▶ Instructions to follow
Output the line that contains "of the pink", then every line beneath it through the end of the records, exactly as given and with no other lines.

[Dataset excerpts]

_ _ _ _ _

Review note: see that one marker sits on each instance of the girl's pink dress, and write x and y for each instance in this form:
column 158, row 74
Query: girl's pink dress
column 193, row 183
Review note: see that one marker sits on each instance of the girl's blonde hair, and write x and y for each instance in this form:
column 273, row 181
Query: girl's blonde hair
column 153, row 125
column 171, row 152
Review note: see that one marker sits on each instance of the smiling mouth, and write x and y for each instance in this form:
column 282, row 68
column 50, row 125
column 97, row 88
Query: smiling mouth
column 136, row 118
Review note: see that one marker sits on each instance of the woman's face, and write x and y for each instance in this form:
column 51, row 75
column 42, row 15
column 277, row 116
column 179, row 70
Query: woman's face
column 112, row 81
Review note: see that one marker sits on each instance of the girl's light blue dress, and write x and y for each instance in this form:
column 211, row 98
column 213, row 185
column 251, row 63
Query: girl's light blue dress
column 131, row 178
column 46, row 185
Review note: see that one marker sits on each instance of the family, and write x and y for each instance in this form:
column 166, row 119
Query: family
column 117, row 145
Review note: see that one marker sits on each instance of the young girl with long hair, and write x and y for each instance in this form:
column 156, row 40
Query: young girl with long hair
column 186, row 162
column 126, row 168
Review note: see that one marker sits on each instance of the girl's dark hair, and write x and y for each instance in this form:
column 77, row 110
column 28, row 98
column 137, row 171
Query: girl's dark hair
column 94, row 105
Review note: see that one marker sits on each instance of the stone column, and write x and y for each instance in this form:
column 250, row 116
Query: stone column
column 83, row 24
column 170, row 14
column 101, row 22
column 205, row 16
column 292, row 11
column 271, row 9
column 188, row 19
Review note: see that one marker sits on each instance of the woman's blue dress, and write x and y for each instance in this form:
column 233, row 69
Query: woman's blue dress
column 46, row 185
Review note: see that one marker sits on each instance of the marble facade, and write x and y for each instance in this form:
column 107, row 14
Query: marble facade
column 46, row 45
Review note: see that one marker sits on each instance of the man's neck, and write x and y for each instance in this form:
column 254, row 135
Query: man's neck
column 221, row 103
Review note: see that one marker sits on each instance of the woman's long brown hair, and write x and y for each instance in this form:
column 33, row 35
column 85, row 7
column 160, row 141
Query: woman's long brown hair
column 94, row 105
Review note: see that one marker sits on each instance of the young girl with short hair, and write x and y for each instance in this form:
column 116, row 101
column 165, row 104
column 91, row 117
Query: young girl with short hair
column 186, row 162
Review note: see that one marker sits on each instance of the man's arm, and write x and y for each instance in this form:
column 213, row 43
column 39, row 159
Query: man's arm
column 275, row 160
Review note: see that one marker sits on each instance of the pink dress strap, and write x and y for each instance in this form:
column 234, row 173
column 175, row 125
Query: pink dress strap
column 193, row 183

_ _ _ _ _

▶ Answer to this task
Review note: see that one marker sits on each instance of the pink dress strap, and write x and y for each instance in this form:
column 234, row 173
column 175, row 125
Query: pink dress strap
column 193, row 183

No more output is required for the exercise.